YOUR TASK:
Summarize the abstract on the Helicobacter pylori aspartyl-tRNA synthetase in two sentences.

The Nondiscriminating Aspartyl-tRNA Synthetase from Helicobacter pylori: Anticodon-Binding Domain Mutations That Impact tRNA Specificity and Heterologous Toxicity

Abstract

Divergent tRNA substrate recognition patterns distinguish the two distinct forms of aspartyl-tRNA synthetase (AspRS) that exist in different bacteria. In some cases, a canonical, discriminating AspRS (D-AspRS) specifically generates Asp-tRNA^Asp and usually coexists with asparaginyl-tRNA synthetase (AsnRS). In other bacteria, particularly those that lack AsnRS, AspRS is nondiscriminating (ND-AspRS) and generates both Asp-tRNA^Asp and the noncanonical, misacylated Asp-tRNA^Asn; this misacylated tRNA is subsequently repaired by the glutamine-dependent Asp-tRNA^Asn/Glu-tRNA^Gln amidotransferase (Asp/Glu-Adt). The molecular features that distinguish the closely related bacterial D-AspRS and ND-AspRS are not well-understood. Here, we report the first characterization of the ND-AspRS from the human pathogen Helicobacter pylori (H. pylori or Hp). This enzyme is toxic when heterologously overexpressed in Escherichia coli. This toxicity is rescued upon coexpression of the Hp Asp/Glu-Adt, indicating that Hp Asp/Glu-Adt can utilize E. coli Asp-tRNA^Asn as a substrate. Finally, mutations in the anticodon-binding domain of Hp ND-AspRS reduce this enzyme's ability to misacylate tRNA^Asn, in a manner that correlates with the toxicity of the enzyme in E. coli.

RECORDED DATA:
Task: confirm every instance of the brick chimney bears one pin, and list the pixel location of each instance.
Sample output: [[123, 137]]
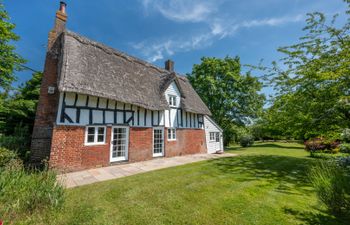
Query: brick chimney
[[46, 111], [169, 65], [60, 24]]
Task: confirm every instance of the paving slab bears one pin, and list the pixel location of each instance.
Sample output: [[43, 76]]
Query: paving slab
[[90, 176]]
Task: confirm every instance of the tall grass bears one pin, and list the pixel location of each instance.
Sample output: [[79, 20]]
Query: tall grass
[[332, 184], [24, 192]]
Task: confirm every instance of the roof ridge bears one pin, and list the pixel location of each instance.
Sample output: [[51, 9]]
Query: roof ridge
[[109, 50]]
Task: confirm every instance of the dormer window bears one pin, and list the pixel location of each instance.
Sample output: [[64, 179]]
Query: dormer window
[[172, 100]]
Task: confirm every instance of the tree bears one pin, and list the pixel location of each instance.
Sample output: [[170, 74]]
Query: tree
[[19, 108], [313, 92], [9, 60], [232, 98], [17, 114]]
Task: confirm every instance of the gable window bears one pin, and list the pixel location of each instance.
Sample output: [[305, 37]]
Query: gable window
[[212, 136], [217, 137], [171, 134], [172, 100], [95, 135]]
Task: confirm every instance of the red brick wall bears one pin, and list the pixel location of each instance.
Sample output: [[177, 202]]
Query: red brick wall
[[188, 141], [48, 103], [68, 152]]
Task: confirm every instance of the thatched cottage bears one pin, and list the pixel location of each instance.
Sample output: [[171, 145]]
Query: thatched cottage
[[99, 106]]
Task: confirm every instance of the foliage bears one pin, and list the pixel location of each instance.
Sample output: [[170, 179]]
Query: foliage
[[332, 182], [345, 136], [322, 145], [345, 148], [232, 98], [312, 90], [19, 108], [246, 141], [8, 158], [25, 192], [10, 61]]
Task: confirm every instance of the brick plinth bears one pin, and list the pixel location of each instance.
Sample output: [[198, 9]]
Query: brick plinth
[[188, 141]]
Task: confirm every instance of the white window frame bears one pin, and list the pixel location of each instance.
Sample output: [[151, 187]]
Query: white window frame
[[172, 100], [172, 132], [95, 135], [212, 136], [217, 136]]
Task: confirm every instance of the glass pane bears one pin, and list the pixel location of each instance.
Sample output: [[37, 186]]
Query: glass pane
[[100, 138], [101, 130], [90, 138], [169, 133], [91, 130]]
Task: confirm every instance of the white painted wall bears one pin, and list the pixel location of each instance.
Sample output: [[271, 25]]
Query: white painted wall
[[167, 118], [211, 126], [97, 112]]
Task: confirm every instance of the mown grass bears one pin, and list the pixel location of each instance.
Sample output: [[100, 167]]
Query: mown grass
[[266, 184]]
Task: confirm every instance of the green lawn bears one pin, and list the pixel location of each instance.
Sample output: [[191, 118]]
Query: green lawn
[[266, 184]]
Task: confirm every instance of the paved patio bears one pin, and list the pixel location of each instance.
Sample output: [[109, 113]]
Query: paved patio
[[90, 176]]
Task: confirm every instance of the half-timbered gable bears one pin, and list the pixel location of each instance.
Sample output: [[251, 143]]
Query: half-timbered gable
[[80, 109]]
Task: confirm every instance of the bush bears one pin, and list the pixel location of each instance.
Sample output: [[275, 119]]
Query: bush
[[23, 192], [331, 182], [246, 141], [345, 148], [345, 136], [322, 145], [9, 160]]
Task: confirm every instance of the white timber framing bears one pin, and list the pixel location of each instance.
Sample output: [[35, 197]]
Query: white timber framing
[[80, 109]]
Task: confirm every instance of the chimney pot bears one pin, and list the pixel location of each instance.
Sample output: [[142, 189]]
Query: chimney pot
[[63, 7], [169, 65]]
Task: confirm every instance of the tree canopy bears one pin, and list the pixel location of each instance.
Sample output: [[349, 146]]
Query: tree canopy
[[10, 61], [232, 97], [313, 91]]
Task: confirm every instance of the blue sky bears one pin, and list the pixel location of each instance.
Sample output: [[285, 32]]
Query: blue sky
[[182, 30]]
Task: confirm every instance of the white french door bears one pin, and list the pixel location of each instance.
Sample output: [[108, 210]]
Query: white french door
[[119, 143], [158, 141]]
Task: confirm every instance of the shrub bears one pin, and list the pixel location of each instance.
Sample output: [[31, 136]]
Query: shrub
[[9, 160], [331, 182], [345, 148], [25, 192], [345, 136], [322, 145], [246, 141]]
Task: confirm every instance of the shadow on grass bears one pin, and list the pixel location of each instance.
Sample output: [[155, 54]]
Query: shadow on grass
[[270, 145], [288, 174], [267, 145], [315, 219]]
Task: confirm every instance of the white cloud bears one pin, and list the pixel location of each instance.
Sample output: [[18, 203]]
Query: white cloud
[[181, 10], [218, 26]]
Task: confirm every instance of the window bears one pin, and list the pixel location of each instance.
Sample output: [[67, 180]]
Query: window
[[212, 136], [171, 134], [217, 137], [95, 135], [172, 100]]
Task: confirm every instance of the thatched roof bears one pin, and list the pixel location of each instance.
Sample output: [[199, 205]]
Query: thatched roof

OUTPUT OF THE TASK:
Bacteria have two forms of aspartyl-tRNA synthetase: a discriminating one that generates only Asp-tRNA^Asp, and a nondiscriminating one that also generates misacylated Asp-tRNA^Asn, which the amidotransferase Asp/Glu-Adt then repairs. The nondiscriminating enzyme from Helicobacter pylori is toxic when overexpressed in Escherichia coli, coexpressing H. pylori Asp/Glu-Adt rescues that toxicity, and mutations in the enzyme's anticodon-binding domain reduce its misacylation of tRNA^Asn in a way that correlates with the toxicity.